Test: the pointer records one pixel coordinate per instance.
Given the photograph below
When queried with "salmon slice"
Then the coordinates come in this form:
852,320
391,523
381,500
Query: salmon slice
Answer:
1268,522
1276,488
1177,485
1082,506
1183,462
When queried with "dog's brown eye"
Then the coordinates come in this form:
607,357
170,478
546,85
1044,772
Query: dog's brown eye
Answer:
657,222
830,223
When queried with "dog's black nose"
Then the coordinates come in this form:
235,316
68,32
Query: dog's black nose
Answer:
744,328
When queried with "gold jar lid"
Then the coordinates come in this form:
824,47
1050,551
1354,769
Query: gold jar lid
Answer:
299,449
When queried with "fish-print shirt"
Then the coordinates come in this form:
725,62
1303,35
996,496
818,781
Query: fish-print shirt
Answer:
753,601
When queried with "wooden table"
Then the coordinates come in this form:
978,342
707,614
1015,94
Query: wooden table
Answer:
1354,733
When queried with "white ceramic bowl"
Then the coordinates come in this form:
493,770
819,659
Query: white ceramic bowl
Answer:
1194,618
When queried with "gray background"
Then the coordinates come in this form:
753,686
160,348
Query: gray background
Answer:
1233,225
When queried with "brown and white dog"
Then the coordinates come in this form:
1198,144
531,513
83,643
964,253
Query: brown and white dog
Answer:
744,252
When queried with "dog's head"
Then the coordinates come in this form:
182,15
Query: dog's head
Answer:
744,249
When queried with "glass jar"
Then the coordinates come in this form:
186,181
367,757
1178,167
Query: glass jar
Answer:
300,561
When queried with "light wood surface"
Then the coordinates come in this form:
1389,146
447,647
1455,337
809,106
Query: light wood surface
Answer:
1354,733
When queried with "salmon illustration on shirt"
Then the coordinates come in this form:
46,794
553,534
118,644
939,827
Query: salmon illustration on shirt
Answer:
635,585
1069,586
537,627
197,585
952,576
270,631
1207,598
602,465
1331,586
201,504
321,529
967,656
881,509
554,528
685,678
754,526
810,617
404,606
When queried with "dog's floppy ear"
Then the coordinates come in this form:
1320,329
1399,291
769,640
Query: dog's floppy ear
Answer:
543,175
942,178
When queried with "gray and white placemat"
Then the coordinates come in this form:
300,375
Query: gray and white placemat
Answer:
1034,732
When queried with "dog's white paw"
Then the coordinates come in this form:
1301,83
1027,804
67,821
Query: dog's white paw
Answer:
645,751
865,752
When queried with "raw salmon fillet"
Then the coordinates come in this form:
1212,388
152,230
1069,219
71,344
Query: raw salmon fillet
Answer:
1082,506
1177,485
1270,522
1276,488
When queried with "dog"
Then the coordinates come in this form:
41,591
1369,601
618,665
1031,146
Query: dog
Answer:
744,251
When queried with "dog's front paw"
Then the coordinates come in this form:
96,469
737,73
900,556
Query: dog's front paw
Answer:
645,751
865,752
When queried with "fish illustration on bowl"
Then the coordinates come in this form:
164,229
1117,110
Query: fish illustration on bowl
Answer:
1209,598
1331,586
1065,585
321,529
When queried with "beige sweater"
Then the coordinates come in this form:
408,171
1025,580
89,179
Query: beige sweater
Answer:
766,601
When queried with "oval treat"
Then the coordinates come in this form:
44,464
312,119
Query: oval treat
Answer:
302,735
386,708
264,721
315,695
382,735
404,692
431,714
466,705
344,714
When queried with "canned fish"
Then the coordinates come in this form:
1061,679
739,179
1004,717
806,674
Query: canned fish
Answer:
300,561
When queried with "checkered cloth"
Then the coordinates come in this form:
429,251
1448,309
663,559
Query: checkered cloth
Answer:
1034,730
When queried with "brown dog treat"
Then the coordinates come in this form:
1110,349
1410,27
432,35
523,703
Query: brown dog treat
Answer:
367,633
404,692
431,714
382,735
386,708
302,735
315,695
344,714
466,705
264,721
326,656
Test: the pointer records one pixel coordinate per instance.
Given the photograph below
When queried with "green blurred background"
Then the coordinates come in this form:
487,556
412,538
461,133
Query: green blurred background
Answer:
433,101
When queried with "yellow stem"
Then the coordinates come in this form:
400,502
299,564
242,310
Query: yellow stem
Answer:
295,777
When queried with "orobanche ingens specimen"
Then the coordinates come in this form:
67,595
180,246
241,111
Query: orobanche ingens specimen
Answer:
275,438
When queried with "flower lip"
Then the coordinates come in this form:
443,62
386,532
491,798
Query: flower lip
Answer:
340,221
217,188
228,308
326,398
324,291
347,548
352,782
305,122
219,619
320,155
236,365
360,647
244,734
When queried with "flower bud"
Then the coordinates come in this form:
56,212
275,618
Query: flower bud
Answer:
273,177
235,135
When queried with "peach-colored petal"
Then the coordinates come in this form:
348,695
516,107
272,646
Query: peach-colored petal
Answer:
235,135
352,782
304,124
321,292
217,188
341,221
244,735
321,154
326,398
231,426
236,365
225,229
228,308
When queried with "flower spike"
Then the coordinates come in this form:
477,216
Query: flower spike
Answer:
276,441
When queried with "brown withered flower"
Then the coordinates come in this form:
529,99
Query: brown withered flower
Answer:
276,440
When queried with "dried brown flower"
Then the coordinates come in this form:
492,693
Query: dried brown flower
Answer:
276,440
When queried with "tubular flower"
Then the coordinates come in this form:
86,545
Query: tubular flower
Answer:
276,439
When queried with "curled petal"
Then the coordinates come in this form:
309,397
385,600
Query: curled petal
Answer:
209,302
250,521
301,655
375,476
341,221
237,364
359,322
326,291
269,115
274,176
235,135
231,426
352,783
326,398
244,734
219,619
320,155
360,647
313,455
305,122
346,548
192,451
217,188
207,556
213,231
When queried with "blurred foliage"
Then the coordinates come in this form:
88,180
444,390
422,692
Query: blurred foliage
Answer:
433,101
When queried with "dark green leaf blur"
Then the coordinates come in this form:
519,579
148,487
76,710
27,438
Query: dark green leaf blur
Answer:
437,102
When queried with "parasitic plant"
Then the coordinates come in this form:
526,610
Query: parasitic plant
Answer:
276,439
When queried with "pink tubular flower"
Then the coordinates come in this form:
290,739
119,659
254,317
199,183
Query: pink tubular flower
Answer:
--
Among the entries, work out how many lines include the word "colored". Answer with that number only.

2